━━━ Given information

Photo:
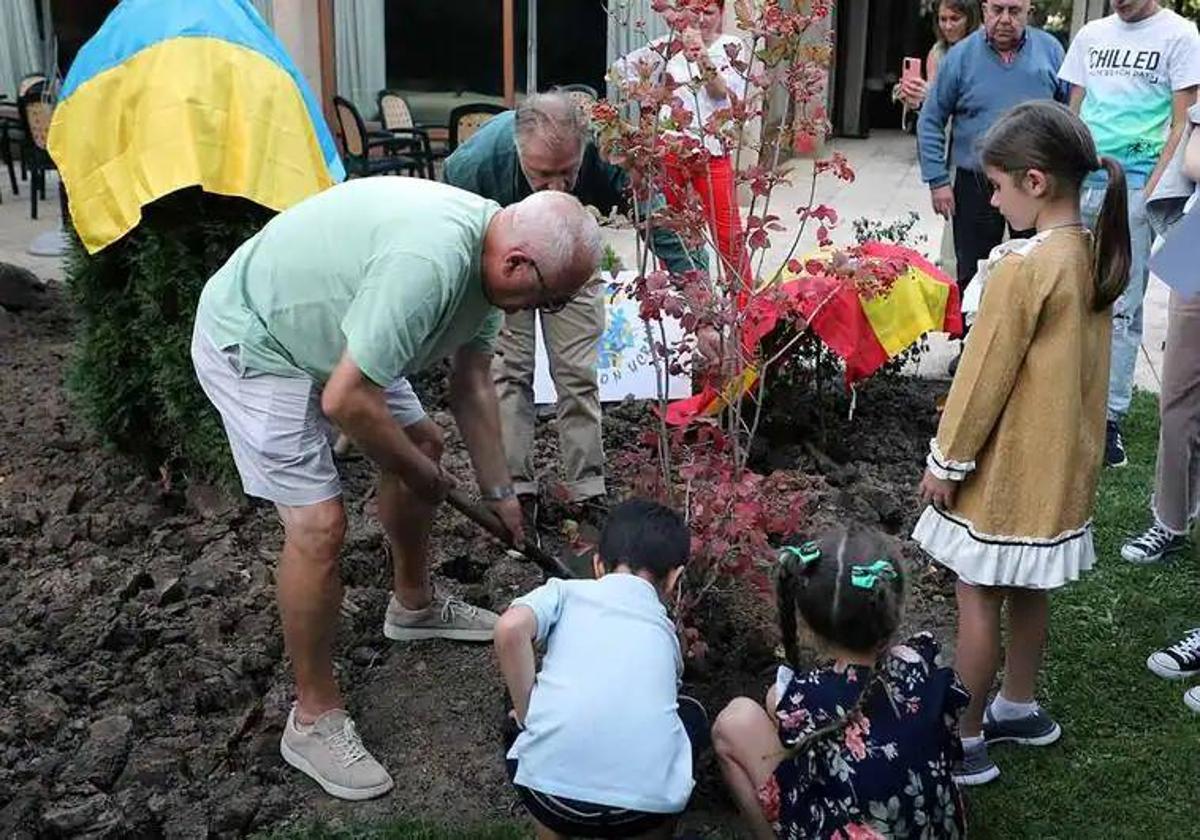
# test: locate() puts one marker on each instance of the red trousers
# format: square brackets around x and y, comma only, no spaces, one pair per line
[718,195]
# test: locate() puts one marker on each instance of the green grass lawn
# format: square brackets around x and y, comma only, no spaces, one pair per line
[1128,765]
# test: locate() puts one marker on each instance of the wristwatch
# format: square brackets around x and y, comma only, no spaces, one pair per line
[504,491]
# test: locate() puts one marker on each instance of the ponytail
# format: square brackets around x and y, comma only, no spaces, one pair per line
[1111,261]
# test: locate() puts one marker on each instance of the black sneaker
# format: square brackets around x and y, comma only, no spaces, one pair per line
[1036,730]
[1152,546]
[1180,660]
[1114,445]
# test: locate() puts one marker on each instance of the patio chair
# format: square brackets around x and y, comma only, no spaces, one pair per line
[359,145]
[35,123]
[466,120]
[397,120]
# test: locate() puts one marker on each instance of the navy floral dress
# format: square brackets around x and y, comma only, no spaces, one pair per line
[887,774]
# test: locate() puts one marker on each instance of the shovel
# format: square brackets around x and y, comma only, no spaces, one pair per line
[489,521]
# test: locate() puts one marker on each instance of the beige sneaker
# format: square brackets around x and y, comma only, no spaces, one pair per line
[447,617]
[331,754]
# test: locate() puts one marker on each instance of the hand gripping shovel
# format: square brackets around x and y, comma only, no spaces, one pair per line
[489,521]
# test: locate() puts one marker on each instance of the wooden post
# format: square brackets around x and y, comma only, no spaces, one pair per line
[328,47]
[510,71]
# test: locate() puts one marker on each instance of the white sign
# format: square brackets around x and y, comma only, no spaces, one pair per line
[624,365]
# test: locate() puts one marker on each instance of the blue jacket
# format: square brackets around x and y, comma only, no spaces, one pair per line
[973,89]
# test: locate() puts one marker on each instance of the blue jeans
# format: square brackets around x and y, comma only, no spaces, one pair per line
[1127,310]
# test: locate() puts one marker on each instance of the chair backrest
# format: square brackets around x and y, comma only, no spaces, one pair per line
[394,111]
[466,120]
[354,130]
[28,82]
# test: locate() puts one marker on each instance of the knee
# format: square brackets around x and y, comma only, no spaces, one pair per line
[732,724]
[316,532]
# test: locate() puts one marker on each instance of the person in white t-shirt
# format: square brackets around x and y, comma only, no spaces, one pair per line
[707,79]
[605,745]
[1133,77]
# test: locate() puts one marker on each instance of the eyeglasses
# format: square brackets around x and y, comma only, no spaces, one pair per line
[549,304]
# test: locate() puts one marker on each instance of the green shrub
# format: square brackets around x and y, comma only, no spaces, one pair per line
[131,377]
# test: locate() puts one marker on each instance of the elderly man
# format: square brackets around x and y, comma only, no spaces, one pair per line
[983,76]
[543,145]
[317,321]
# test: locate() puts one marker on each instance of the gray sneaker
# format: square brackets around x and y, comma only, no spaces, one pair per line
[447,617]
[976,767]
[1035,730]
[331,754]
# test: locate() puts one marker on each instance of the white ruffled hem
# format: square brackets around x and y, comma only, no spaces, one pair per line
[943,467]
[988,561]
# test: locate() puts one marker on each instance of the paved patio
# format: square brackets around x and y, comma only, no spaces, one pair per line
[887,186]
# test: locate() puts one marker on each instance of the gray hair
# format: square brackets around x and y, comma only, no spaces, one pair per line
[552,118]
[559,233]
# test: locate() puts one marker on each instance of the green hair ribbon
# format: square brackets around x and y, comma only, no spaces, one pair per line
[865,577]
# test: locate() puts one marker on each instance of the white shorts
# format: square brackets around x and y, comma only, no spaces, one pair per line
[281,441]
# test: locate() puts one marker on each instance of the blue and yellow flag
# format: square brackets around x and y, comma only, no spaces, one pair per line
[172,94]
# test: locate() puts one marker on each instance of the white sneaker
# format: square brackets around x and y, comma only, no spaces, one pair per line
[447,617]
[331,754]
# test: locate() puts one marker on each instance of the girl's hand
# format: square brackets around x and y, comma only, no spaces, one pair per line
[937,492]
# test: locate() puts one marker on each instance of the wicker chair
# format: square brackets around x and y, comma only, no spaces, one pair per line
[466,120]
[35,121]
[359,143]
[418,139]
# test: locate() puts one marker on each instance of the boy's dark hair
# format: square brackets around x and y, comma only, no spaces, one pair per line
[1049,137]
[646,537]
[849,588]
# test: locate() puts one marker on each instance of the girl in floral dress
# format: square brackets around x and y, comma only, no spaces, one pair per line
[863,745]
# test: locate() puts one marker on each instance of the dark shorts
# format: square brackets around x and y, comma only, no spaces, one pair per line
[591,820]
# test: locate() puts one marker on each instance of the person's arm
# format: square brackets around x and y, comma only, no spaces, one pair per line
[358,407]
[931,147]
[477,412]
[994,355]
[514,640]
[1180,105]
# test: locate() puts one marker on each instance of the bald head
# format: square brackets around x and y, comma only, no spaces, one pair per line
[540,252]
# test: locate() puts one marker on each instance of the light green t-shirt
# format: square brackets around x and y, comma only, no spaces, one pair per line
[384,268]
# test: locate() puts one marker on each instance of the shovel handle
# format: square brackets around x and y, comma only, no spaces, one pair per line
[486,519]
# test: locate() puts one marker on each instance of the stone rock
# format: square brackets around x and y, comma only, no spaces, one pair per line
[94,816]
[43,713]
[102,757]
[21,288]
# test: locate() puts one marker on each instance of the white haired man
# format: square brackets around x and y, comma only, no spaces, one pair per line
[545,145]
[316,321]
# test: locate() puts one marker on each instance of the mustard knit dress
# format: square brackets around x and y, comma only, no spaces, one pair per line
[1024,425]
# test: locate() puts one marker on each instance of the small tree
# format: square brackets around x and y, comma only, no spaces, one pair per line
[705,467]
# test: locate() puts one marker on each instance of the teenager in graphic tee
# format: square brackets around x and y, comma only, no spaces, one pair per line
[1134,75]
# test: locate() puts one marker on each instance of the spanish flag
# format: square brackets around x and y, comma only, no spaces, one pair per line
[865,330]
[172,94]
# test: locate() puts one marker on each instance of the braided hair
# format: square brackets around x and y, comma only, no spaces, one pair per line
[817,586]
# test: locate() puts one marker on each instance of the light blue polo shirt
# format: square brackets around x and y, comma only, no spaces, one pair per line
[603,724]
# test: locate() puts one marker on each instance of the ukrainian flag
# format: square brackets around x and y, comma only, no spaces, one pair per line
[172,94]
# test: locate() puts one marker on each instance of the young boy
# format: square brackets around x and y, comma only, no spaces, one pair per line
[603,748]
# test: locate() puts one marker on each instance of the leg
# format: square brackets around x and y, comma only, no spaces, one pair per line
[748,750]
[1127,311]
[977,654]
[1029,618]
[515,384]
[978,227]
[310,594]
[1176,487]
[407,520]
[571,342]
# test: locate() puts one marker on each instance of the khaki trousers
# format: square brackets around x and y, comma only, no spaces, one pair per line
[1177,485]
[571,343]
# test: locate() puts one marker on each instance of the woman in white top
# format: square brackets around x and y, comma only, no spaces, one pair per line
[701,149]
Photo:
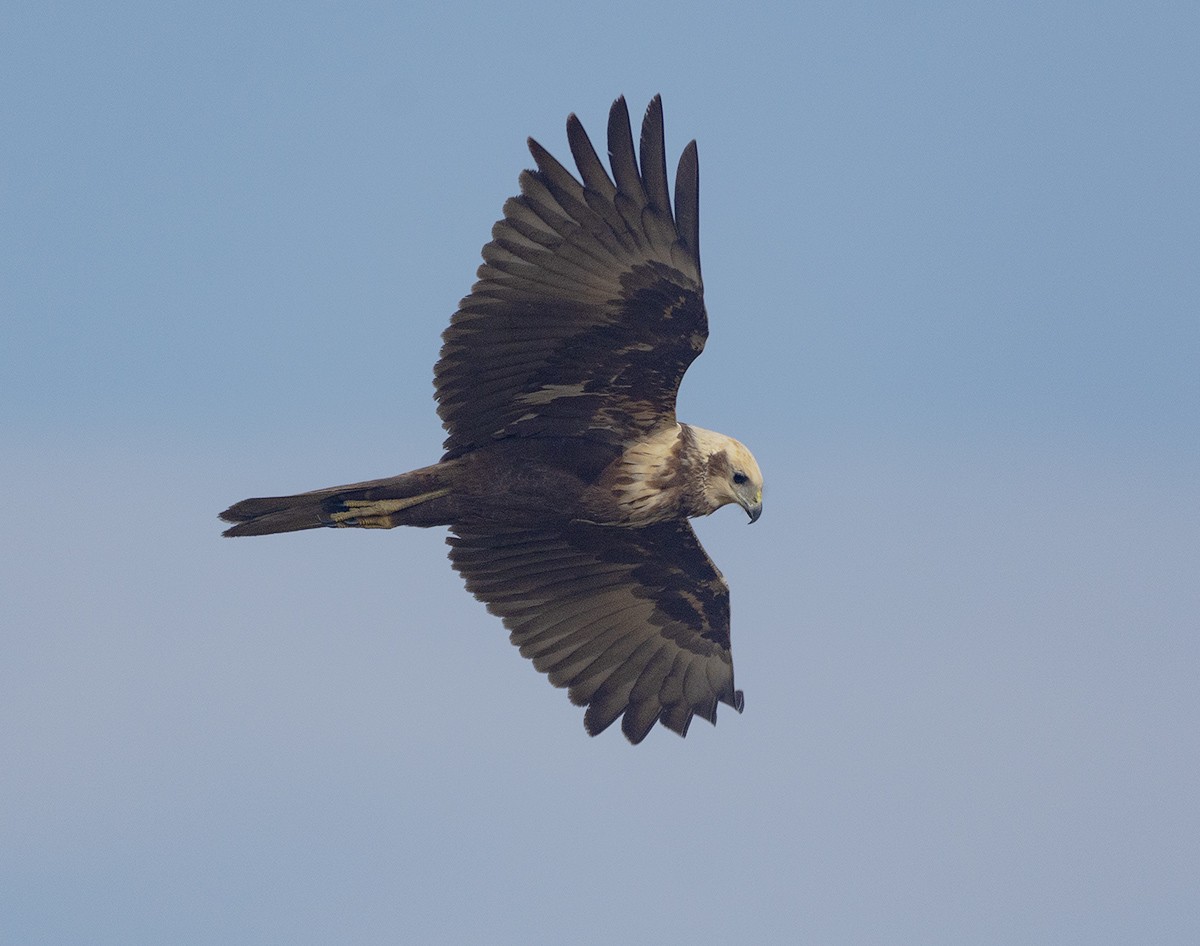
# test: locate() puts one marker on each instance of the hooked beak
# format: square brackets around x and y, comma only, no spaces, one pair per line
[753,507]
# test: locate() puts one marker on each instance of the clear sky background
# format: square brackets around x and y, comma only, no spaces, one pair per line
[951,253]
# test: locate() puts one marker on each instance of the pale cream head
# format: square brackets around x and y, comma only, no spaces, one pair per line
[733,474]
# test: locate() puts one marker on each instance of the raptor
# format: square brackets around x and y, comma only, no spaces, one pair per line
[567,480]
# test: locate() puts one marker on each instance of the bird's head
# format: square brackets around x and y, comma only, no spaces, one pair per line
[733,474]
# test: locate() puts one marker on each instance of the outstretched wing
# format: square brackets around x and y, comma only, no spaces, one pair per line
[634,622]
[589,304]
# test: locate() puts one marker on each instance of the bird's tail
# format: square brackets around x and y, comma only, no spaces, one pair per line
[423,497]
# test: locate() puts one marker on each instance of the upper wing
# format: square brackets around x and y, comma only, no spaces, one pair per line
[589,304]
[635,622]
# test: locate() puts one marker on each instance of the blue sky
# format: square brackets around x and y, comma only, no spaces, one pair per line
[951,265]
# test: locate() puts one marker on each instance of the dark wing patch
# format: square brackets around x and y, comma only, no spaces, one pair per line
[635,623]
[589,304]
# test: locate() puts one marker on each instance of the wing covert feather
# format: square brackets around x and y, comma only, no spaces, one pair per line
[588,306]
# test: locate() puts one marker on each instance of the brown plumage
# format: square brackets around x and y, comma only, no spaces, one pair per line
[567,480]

━━━━━━

If a line in the records has the word "dress", copy that line.

Response box:
# test: locate() puts one marker on each instance of the navy floral dress
# test: locate() puts one marker on each instance of the girl in floral dress
# test: locate() puts one marker on each instance of the mustard knit dress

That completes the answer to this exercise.